To say we live in a politically polarized society is like saying the Grand Canyon is a hole in the ground. Those seeking common ground between the left and the right, between Democrats and Republicans, are a vanishing breed. Whether these United States will remain so is more debatable than at any time since the Civil War.
And yet, as the documentary The First Step demonstrates, there are those who are trying to bridge the gap. The movie, which screens at PAM CUT’s Whitsell Auditorium on Thursday, Oct. 6, follows the efforts of liberal firebrand Van Jones to push a bipartisan criminal reform bill, one that (spoiler alert) was eventually signed into law as the First Step Act by Donald Trump in December 2018.
It’s an impressive and immersive fly-on-the wall look at, as they say, how the sausage gets made. Jones takes a lot of flak from his erstwhile allies in the Black community for even deigning to meet with the likes of Jared Kushner and Kellyanne Conway, much less give them a legislative victory. But he’s undeterred in, as he sees it, his quest not to let the perfect be the enemy of the good. Whether one agrees with his political strategy or not, The First Step is a fascinating look at process and personality in Washington.
That’s where producer Lance Kramer grew up (Bethesda, Maryland, to be specific), before moving to Portland right out of college in 2006 and getting a job writing for Willamette Week. His first visit to the area had come the previous summer when he attended a cousin’s wedding, and he fell in love with the place. “I basically couch-surfed with my cousin and then realized Nigel (Jaquiss) at Willamette Week had gone to the same college as me and was listed as a career advisor in journalism.” That led to an internship, and Kramer spent the next three years working the culture beat.
That journalistic background eventually led to a partnership between Lance and his brother Brandon (who directs) making documentaries. “As kids, we had always loved film. We made silly videos of each other with our parents’ camcorder, from as young as I can remember,” Kramer says. “I didn’t think there was any way I could make a career out of it, so I pursued journalism, thinking that was the closest thing to filmmaking that had a career trajectory to it.”
After honing his skills as a “nonfiction storyteller,” Kramer moved back east to care for his ailing grandmother right around the time that a career in print journalism began to appear less rewarding. In a “light-bulb moment,” he realized that “documentary filmmaking was this intersection between the things I loved about journalistic practice and visual storytelling. My brother, through a completely different process, came to a very similar epiphany around the same time.”
Unable to find jobs in the field, they decided to create something of their own. It was while working on their first project together, City of Trees, that the brothers met Van Jones. The film is about a green job-training program for chronically unemployed or recently incarcerated persons, and “after three or four years, we had a rough cut, but we wanted to reach out for some expert feedback,” says Kramer. Jones was “at the top of the deck,” having worked in the Obama administration and been one of the architects of the program.
After receiving invaluable notes from Jones, the Kramers worked with him on a web series called “The Messy Truth,” which was filmed during the fall of 2016 and released onto Facebook on the weekend before the election of Donald Trump. “The toxicity was so prolific on Facebook that we had a hunch to deploy the series directly where some of that toxicity is living,” says Kramer. The series went viral, had millions of views within hours, and became a springboard for the 2017 CNN series of the same name that featured Jones as a commentator.

Data from a collection:
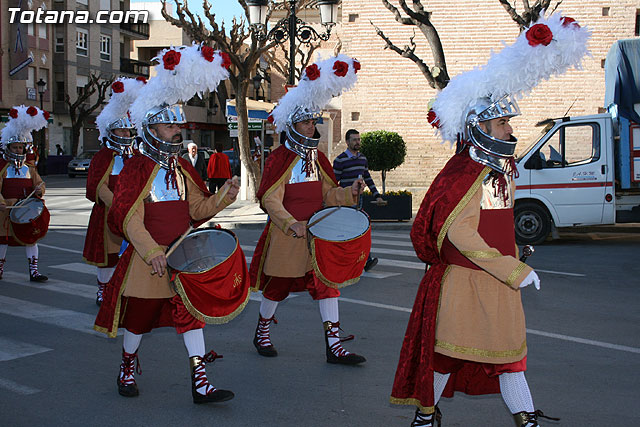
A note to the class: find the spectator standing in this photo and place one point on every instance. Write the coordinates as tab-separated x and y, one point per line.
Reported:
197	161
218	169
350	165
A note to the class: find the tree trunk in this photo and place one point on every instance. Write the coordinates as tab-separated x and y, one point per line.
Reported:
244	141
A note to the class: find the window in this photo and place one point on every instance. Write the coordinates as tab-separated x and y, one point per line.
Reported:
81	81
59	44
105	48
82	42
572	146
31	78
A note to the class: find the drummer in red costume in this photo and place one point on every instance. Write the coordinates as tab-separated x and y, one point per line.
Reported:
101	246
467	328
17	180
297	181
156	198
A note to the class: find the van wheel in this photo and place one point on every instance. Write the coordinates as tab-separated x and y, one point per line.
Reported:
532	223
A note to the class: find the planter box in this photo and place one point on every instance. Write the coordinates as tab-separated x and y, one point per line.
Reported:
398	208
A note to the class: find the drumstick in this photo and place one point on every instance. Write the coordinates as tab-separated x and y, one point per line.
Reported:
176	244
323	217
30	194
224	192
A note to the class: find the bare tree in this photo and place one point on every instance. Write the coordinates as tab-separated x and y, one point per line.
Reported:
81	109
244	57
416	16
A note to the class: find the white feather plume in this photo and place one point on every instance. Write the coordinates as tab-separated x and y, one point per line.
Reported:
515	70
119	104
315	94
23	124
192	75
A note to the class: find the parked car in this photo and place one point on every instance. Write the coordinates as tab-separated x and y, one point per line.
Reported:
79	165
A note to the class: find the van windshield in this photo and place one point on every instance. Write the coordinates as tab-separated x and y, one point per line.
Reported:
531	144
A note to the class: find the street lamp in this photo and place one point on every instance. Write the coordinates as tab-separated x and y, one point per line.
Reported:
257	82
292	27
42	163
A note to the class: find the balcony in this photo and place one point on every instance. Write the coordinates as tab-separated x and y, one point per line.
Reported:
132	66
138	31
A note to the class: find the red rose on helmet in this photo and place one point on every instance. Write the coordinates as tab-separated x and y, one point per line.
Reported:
* * *
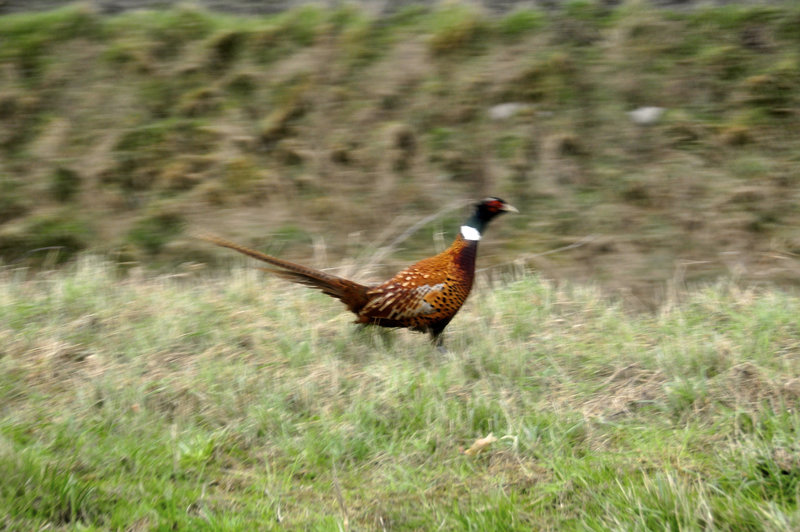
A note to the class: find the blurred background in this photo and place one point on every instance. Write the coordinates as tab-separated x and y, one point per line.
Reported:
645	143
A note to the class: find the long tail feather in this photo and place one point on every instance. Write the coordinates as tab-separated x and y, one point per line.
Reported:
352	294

→ Task 1: Output everything in the article on the documentary The First Step from "And yet, as" down to "in December 2018.".
→ Task 2: Go on with the article on the documentary The First Step from the point where it stops.
This data comes from a separate source, unrelated to the article on the documentary The First Step.

→ Exercise response 1:
And yet, as the documentary The First Step demonstrates, there are those who are trying to bridge the gap. The movie, which screens at PAM CUT’s Whitsell Auditorium on Thursday, Oct. 6, follows the efforts of liberal firebrand Van Jones to push a bipartisan criminal reform bill, one that (spoiler alert) was eventually signed into law as the First Step Act by Donald Trump in December 2018.

→ Exercise response 2:
That long-lasting relationship allowed the Kramers a huge degree of access as Jones pursued the cause of criminal justice reform as one issue that could unite at least some members from opposite sides of the increasingly volatile political divide. “We were really motivated to tell a story about someone who was still trying to accomplish a progressive victory at a time as perilous as those four years looked like,” says Kramer.
Filming took place over the span of more than a year, and Jones felt comfortable enough to allow both the sense of betrayal felt by former comrades and several moments of his own personal struggle and doubt to be featured in The First Step. “We really have tried to leave room for the complexity of multiple points of view, arguments for and against,” says Kramer. “And to deal with conflict directly, which is harder sometimes for so-called issue-oriented docs.”
One potential criticism of this approach is that it can devolve into false equivalency, the pernicious journalistic practice of giving equal weight to perspectives that lie beyond the bounds of acceptable discourse. With what has emerged over the last few years regarding the Republican Party’s hostility to basic principles of tolerance and democratic governance, Jones’ willingness to give airtime and credit to folks like Kushner and Trump can play a bit differently in 2022 than it may have in 2018.
Kramer grants that, to some extent, but also offers that “we’re trying to tell these stories in ways that will stand the test of time. We’re not telling stories that fit into a news cycle. We’re trying to tap into something that’s, for lack of a better word, universal, the human quality of it all.”
“So yes, it’s a story about a particular policy and particular people at a point in time, but also tries to tap into qualities that could be relevant at any point in time,” he continues. “So yes, we know a lot more about the Trump administration and all the horrible or illegal things that they did. But to get something done through the democratic system that has an impact on people’s lives, it’s very hard if not impossible to do that without some degree of cooperation across party lines.”
The film makes this point effectively, earning its title’s double entendre. “If you’re faced with doing something, or doing nothing and holding out to do everything, what do you do?,” asks Kramer. The answer, he and Jones argue, is that you take the first step.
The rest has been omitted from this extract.